> _Goal_: Rewrite the entries below, starting with the line that contains "Practice step: locate the chin" and going on through the last of the entries, keeping every line. Increase each coordinate in the answers by 3.

> _Excerpted data_:

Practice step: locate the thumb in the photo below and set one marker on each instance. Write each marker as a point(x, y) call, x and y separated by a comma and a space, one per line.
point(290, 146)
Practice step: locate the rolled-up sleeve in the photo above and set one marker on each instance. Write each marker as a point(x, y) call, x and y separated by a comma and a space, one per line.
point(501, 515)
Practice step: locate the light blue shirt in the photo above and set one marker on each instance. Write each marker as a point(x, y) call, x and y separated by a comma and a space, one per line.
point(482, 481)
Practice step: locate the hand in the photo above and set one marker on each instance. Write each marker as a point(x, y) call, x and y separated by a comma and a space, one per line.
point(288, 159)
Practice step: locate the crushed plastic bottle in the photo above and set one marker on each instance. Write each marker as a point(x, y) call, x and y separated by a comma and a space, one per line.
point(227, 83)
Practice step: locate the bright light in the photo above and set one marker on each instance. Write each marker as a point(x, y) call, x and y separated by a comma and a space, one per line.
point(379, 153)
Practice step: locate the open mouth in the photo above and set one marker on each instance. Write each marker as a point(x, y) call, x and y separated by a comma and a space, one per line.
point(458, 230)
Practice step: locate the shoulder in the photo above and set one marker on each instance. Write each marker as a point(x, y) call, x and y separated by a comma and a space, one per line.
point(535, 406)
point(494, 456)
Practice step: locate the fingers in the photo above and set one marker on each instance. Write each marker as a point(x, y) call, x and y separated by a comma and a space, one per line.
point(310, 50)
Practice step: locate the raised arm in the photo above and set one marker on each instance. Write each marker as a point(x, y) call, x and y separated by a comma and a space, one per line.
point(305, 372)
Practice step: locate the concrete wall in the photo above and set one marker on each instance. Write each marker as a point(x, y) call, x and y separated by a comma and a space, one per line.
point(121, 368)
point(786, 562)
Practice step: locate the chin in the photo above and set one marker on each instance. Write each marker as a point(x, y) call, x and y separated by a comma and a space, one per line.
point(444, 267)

> _Full solution_:
Practice step: locate the chin in the photo above and set one marker on each instance. Write each marker as a point(x, y) call, x and y separated by a comma and a space, one per line.
point(447, 270)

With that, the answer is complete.